◆ What you will do
#1 From the vLLM recipe post, return the passage starting at "Posted 27 Apr" and ending at "256k context window.", copied word for word.
#2 Which command-line flags in the vLLM recipe post begin with "--enable-"? List every one.
#3 Extend the vLLM recipe post past its final line.

◆ Given text
□ □ □ □
Posted 27 Apr 2026 in AI

A vLLM Docker Compose recipe for running Qwen 3.6 27B on dual RTX 3090s (+OpenCode configuration)

I spent some time yesterday getting the new Qwen 3.6 27B model running locally on a (solar-powered) machine with dual RTX 3090 GPUs. With this setup I'm able to achieve around 100 tokens/second and use the model's full 256k context window.

This deployment uses vllm/vllm-openai:latest; no patches or anything else needed:

services:
  vllm-qwen36:
    image: vllm/vllm-openai:latest
    container_name: vllm-qwen36
    ipc: host
    shm_size: 32gb
    ports:
      - "8337:8000"
    volumes:
      - /opt/docker/data/vllm/cache/huggingface:/root/.cache/huggingface
      - /opt/docker/data/vllm/cache/vllm:/root/.cache/vllm
    environment:
      VLLM_ALLOW_LONG_MAX_MODEL_LEN: "1"
    deploy:
      resources:
        reservations:
          devices:
            - driver: nvidia
              device_ids: ['0', '1']
              capabilities: [gpu]
    command: cyankiwi/Qwen3.6-27B-AWQ-BF16-INT4 --tensor-parallel-size 2 --max-model-len 262144 --gpu-memory-utilization 0.98 --mm-encoder-tp-mode data  --kv-cache-dtype fp8 --enable-prefix-caching --enable-chunked-prefill --max-num-batched-tokens 4096 --reasoning-parser qwen3 --enable-auto-tool-choice --tool-call-parser qwen3_coder --max-num-seqs 2 --speculative-config '{"method":"mtp","num_speculative_tokens":2}' --performance-mode interactivity

docker-compose.yml

My OpenCode config for using this locally-hosted model is as follows:

{
  "$schema": "https://opencode.ai/config.json",
  "provider": {
    "dzai": {
      "npm": "@ai-sdk/openai-compatible",
      "name": "DzAI",
      "options": {
        "baseURL": "http://dzai.my-tailnet.ts.net:8337/v1"
□ □ □ □
◆ Records shown

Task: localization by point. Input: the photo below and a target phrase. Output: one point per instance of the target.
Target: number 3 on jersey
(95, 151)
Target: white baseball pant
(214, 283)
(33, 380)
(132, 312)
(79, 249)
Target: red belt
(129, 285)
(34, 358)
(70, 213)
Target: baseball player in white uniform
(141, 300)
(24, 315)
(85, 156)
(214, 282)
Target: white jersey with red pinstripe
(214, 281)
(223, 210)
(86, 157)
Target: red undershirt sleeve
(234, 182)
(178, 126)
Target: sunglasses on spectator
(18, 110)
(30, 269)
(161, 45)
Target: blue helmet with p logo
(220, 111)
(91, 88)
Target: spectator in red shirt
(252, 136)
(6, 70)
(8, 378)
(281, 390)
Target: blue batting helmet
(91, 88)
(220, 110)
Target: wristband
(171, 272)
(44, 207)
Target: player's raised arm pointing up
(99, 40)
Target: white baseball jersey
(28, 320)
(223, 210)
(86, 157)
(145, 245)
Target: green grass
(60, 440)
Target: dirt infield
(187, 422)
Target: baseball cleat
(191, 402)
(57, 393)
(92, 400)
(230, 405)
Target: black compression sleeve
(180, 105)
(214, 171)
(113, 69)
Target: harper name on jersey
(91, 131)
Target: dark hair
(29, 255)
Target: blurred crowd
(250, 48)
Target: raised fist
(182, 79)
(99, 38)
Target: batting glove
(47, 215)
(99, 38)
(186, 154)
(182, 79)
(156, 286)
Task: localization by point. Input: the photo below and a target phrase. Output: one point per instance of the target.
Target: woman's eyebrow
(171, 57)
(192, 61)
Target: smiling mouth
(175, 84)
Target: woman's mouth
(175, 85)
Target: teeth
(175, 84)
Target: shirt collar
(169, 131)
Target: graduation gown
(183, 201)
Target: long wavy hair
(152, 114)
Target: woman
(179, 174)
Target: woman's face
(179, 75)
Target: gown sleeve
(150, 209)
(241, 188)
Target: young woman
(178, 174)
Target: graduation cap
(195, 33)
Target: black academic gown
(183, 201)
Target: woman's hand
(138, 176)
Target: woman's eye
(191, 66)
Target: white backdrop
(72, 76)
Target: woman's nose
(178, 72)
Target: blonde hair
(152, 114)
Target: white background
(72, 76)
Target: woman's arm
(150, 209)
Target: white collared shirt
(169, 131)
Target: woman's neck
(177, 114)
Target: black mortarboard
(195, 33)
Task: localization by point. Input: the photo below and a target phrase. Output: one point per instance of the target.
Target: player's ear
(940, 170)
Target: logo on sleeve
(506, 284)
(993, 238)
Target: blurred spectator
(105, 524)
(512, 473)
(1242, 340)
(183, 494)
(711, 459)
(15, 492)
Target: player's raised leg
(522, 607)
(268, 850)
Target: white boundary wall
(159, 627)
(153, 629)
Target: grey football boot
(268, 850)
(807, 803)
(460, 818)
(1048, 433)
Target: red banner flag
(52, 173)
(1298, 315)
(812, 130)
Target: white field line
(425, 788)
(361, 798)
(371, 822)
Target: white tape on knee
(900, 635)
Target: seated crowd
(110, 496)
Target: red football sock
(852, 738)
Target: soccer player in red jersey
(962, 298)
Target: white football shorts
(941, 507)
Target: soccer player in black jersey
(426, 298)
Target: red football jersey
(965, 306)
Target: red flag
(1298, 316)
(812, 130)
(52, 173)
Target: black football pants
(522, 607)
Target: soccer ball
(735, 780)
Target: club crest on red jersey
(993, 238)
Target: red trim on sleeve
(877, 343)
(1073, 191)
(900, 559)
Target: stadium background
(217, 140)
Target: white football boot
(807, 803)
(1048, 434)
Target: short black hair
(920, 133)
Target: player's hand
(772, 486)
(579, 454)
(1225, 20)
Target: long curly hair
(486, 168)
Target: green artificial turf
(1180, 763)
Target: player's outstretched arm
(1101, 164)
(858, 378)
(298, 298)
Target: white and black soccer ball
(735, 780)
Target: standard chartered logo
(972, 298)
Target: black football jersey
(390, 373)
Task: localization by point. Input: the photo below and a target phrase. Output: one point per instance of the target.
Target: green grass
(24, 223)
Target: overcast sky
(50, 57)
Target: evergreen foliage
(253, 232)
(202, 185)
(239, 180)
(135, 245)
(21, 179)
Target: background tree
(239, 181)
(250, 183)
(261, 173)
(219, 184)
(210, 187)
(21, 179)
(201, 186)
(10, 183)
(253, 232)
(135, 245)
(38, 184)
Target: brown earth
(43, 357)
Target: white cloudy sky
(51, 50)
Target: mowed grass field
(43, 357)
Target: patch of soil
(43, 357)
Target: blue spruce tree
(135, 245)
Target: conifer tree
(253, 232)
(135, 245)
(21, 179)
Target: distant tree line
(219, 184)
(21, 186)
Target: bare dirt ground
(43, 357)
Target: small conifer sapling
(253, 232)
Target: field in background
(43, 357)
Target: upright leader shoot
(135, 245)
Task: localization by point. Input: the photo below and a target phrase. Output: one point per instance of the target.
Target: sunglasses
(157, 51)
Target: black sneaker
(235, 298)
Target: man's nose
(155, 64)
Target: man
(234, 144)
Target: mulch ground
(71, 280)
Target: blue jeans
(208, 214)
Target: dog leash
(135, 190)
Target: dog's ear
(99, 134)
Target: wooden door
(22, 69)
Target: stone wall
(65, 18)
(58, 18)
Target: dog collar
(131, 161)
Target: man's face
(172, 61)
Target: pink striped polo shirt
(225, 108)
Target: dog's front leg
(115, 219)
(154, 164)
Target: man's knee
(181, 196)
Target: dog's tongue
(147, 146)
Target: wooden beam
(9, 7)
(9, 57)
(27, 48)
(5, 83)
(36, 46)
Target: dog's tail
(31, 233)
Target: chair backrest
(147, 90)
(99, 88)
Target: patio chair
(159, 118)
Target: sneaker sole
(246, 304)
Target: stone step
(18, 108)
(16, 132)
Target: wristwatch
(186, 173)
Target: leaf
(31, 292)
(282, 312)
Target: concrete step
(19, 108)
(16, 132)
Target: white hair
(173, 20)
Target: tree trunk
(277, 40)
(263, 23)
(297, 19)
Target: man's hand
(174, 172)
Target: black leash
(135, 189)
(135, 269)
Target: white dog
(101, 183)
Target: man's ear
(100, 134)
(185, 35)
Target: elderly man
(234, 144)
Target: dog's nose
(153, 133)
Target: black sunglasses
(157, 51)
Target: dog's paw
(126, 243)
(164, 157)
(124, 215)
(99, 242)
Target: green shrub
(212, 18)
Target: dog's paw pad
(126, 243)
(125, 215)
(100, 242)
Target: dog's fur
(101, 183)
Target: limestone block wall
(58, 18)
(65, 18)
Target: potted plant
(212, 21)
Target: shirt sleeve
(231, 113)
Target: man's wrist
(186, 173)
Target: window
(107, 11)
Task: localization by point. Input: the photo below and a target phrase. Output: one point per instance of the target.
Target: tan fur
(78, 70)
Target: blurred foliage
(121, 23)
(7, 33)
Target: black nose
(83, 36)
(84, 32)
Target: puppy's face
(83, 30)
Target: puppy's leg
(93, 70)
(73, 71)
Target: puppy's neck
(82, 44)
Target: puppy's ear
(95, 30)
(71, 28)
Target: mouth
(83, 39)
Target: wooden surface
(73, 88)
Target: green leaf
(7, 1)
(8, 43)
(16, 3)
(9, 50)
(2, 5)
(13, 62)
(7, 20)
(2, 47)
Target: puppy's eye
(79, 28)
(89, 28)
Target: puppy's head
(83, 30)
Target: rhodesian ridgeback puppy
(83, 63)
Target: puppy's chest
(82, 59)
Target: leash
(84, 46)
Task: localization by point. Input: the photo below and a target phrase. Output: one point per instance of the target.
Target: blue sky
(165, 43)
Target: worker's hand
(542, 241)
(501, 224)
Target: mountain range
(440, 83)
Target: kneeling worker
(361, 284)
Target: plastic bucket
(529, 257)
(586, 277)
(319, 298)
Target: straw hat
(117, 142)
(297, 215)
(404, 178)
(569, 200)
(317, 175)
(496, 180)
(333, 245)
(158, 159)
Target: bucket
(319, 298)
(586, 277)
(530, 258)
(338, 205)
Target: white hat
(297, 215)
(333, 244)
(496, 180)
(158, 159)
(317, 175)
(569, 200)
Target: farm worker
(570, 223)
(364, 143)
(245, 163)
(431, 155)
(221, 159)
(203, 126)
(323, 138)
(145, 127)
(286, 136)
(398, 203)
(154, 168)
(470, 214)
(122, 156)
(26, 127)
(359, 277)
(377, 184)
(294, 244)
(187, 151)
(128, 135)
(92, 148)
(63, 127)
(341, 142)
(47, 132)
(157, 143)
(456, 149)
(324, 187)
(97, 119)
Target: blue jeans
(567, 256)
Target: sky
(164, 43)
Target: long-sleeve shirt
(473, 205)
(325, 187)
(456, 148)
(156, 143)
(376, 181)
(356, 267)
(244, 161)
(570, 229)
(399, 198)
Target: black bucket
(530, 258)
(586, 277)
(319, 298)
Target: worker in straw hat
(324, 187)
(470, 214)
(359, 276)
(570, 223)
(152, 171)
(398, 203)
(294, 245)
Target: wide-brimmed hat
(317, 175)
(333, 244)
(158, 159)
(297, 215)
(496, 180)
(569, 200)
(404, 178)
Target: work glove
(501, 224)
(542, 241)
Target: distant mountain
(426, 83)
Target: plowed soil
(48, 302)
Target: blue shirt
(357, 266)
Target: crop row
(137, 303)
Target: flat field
□ □ □ □
◆ Results for the exercise
#1
Posted 27 Apr 2026 in AI

A vLLM Docker Compose recipe for running Qwen 3.6 27B on dual RTX 3090s (+OpenCode configuration)

I spent some time yesterday getting the new Qwen 3.6 27B model running locally on a (solar-powered) machine with dual RTX 3090 GPUs. With this setup I'm able to achieve around 100 tokens/second and use the model's full 256k context window.

#2
--enable-prefix-caching
--enable-chunked-prefill
--enable-auto-tool-choice

#3
      },
      "models": {
        "cyankiwi/Qwen3.6-27B-AWQ-BF16-INT4": {
          "name": "Qwen3.6 27B (256k)",
          "tools": true,
          "reasoning": true,
          "limit": { "context": 262144, "output": 32768 },
          "options": {
            "temperature": 0.6,
            "top_p": 0.95,
            "extraBody": {
              "top_k": 20,
              "presence_penalty": 0.0,
              "chat_template_kwargs": { "enable_thinking": true }
            }
          }
        }
      }
    }
  }
}

~/.config/opencode/opencode.json

I thought I'd share this recipe because (1) it's not exactly trivial to discover the right combination of flags that makes this work well, and (2) this is the first coding model I've tried that's plausibly self-hostable and is actually pretty good.

Tests

I tried Qwen 3.6 27B in OpenCode on a couple of my open-source codebases with the prompt "Find any bug in this codebase and propose a fix," and I was impressed with the results (listed below).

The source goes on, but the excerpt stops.